> SET EXERCISE:
Please write the items from the line with "The service MUST place one dot on the smiling" through the line with "x=182, y=71", both included, as a two-column CSV with the columns text and answer. Give one row per item, put each field in quotes, and turn any line breaks into spaces.

> INFORMATION SUPPLIED:
============================================================
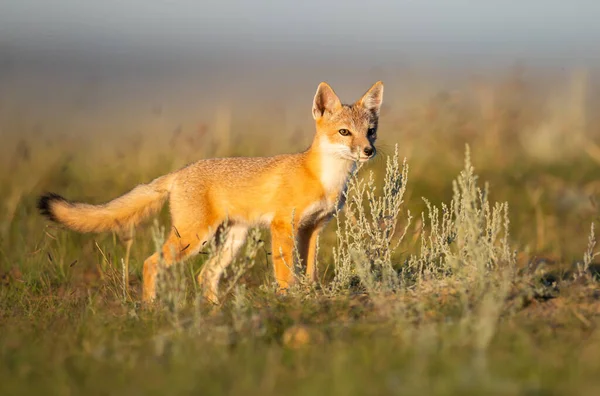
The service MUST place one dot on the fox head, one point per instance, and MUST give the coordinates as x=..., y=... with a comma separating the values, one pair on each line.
============================================================
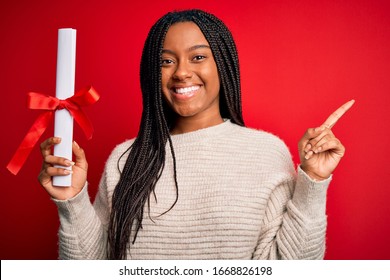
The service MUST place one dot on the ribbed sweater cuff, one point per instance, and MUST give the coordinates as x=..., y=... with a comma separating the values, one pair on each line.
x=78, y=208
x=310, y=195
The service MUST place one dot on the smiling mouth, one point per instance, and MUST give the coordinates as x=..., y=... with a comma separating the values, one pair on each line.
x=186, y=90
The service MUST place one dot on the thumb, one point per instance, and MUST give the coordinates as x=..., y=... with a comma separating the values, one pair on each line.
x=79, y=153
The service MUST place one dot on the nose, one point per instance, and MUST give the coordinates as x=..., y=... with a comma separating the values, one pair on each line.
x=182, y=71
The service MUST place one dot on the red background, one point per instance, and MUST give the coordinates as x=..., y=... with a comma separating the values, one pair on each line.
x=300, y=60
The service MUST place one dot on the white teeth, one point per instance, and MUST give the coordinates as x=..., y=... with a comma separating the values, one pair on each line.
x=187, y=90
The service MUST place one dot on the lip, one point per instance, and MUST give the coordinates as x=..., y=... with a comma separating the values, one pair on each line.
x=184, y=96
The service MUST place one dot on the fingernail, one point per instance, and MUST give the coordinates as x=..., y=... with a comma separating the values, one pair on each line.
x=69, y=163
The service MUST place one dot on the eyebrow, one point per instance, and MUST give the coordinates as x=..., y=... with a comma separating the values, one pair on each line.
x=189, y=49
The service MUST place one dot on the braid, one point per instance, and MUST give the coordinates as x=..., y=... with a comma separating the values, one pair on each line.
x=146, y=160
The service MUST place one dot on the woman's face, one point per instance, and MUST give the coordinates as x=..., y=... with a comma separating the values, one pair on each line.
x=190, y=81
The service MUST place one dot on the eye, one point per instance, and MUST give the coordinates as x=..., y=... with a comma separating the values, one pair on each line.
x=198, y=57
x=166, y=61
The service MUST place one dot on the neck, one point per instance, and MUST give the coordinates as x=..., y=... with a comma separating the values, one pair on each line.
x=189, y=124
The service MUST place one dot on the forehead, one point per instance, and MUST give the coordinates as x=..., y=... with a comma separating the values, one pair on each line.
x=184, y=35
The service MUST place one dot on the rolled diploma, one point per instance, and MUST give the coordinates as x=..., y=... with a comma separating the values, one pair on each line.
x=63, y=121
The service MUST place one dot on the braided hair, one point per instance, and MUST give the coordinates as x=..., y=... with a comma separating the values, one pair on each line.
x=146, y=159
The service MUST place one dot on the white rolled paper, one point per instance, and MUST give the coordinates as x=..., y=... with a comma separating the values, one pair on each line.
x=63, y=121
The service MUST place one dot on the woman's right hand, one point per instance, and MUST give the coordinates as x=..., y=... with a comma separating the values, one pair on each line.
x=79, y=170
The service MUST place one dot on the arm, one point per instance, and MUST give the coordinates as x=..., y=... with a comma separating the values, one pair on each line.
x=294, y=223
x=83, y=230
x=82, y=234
============================================================
> COMPLETE ANSWER:
text,answer
"The service MUST place one dot on the smiling mouth, one point per instance, and MUST give the coordinates as x=..., y=... with a comma separating the values, one pair on each line.","x=186, y=90"
"The service MUST place one dot on the thumb, one point per instance, and MUST give the coordinates as x=..., y=... with a comma separating the values, one pair on each line.","x=79, y=153"
"The service MUST place one dot on the nose, one point per instance, and MUST give the coordinates as x=..., y=... with a comma separating the values, one pair on each line.","x=182, y=71"